[Start of Attachment]
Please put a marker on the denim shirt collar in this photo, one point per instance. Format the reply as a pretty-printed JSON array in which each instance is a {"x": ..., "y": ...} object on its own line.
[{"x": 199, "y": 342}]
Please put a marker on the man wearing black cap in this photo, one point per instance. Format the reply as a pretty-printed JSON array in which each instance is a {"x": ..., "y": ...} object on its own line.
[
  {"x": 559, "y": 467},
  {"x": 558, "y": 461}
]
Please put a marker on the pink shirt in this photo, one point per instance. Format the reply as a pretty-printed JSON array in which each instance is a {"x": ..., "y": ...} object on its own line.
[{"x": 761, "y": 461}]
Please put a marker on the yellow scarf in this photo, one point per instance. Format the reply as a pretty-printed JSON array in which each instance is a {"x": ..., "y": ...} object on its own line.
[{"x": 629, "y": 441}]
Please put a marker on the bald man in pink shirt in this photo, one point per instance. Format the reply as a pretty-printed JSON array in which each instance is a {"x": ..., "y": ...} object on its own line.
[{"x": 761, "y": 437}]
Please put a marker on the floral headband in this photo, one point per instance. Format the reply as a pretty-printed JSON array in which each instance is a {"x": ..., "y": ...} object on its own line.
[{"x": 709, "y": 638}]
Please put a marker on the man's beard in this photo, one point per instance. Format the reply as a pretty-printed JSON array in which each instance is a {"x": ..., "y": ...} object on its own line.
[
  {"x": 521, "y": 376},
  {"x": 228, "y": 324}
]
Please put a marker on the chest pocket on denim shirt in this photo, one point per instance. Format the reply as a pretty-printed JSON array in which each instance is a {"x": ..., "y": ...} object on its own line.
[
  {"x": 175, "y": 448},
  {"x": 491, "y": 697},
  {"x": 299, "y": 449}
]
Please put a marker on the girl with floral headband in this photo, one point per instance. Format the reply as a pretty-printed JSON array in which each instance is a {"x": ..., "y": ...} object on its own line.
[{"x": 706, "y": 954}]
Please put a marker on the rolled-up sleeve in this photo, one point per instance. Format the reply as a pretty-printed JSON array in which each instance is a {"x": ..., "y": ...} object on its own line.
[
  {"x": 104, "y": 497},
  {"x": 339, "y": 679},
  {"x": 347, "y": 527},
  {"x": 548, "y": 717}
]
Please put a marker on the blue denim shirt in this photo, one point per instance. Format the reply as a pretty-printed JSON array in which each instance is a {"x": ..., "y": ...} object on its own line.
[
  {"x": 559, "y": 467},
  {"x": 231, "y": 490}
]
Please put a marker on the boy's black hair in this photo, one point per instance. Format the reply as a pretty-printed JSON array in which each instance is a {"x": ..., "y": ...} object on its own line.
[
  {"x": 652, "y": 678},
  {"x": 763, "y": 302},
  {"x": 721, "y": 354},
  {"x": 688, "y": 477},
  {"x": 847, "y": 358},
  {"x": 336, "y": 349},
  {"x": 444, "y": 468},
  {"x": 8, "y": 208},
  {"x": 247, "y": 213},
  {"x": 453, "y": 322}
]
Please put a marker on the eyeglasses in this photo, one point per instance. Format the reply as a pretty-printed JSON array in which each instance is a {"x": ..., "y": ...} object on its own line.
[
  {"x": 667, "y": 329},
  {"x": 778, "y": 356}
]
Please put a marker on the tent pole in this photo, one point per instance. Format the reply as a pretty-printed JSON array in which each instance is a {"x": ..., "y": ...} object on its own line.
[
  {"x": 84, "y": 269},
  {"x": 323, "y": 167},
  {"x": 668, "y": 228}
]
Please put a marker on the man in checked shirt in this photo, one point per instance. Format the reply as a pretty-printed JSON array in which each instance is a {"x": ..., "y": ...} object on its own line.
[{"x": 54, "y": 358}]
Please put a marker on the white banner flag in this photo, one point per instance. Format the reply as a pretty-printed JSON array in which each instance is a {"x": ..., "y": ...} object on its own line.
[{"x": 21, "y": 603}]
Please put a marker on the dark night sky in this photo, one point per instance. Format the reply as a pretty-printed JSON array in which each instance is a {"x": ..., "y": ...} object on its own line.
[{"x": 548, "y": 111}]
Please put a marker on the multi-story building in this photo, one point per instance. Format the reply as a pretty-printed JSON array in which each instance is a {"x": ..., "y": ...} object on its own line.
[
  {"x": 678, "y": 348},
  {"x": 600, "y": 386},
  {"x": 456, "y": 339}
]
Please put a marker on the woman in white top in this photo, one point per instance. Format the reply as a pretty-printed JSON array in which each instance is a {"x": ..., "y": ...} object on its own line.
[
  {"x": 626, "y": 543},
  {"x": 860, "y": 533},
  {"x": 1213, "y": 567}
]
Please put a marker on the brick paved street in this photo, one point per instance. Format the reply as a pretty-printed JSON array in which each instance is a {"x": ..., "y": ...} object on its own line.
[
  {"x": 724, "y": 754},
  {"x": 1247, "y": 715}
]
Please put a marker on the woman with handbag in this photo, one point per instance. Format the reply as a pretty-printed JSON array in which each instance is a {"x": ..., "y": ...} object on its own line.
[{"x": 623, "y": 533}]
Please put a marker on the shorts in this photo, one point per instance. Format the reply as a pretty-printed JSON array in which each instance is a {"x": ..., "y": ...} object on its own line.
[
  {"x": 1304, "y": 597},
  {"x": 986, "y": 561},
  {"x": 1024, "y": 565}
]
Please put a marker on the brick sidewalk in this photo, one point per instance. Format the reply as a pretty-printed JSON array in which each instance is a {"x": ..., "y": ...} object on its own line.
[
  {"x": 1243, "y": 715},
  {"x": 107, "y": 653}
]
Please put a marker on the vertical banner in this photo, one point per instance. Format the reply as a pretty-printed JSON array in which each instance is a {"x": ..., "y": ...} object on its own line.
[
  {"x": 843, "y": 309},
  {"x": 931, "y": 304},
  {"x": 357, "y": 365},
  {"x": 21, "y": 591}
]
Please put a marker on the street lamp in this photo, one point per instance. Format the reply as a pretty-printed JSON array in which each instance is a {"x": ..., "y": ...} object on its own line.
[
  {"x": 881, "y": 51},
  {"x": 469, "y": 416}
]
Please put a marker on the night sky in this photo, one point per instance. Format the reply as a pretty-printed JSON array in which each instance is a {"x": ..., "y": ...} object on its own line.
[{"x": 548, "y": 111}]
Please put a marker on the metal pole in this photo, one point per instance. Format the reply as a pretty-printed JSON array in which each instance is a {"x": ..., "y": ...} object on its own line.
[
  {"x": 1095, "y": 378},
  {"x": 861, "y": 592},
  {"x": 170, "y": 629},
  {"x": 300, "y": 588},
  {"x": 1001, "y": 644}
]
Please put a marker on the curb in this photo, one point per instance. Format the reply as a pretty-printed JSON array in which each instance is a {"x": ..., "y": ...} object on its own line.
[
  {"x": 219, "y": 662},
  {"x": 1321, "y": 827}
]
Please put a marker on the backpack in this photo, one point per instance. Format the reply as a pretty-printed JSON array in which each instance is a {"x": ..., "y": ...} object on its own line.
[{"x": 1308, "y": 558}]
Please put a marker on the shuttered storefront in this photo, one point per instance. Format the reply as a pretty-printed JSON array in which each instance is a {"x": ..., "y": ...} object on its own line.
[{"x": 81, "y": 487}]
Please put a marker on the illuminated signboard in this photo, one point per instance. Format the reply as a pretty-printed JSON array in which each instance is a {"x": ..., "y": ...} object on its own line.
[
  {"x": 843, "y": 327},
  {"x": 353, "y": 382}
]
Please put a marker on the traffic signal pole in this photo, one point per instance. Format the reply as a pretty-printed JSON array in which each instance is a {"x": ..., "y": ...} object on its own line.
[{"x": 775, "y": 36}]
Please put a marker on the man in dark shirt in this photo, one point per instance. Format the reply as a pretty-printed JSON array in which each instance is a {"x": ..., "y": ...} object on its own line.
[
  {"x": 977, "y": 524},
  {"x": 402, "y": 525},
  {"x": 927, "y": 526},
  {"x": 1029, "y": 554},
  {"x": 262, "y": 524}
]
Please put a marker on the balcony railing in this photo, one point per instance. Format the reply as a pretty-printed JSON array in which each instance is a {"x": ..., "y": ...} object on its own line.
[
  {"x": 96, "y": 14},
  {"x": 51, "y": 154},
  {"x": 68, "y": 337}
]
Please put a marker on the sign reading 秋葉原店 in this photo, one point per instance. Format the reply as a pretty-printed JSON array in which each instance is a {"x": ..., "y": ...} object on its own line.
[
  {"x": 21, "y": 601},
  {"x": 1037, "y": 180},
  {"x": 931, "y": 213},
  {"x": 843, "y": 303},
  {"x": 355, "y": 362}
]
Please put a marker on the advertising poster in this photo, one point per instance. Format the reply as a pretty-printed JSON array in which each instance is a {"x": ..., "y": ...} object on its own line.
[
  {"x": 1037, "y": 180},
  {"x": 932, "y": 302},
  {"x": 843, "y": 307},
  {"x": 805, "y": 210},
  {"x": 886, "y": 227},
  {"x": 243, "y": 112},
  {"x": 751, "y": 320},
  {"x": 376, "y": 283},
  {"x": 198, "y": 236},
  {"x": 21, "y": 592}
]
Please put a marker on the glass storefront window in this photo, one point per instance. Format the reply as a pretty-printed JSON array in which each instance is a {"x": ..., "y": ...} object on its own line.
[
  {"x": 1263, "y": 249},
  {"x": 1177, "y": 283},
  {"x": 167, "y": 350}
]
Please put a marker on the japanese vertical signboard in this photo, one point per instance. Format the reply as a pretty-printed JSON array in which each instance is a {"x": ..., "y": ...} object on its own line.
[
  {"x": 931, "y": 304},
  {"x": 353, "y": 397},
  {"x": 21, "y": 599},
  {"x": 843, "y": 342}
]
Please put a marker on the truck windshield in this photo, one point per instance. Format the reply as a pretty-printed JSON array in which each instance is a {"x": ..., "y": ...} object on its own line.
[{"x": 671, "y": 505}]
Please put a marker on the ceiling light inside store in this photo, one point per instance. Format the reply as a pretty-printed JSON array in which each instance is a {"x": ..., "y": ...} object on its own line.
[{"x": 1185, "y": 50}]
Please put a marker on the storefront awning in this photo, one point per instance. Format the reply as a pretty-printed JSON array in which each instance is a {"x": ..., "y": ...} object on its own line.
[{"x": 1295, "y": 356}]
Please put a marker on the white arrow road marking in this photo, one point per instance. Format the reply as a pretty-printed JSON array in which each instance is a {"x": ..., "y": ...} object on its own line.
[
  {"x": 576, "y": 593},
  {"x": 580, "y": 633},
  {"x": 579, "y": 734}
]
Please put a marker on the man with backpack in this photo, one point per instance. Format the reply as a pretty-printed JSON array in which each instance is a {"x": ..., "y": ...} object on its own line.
[End of Attachment]
▸ PROBLEM TO SOLVE
The requested output is the line holding "Please put a marker on the ceiling" and every line after it up to the last line of the listing, exactly, with nothing else.

▸ WRITTEN REPLY
Please put a marker on the ceiling light inside store in this photo, one point per instance. Format the reply as a pretty-printed JSON array in which each instance is a {"x": ..., "y": ...} object on its own line.
[{"x": 1185, "y": 50}]
Please put a marker on the storefront awning in this photo, one point per instance. Format the reply as a pretty-printed JSON array in which each instance is a {"x": ..., "y": ...} object on its own line.
[{"x": 1295, "y": 356}]
Please put a marker on the white arrow road marking in this photo, one point per instance. Format the reply as a pretty-printed JSON array in which each instance is a {"x": ..., "y": ...} object on its own line.
[
  {"x": 576, "y": 593},
  {"x": 580, "y": 633},
  {"x": 579, "y": 734}
]
Please put a marker on the man with backpack in this photo, one point per instance. Format the reply as a pretty-printed JSON array in which each instance is a {"x": ..., "y": ...} object on its own line.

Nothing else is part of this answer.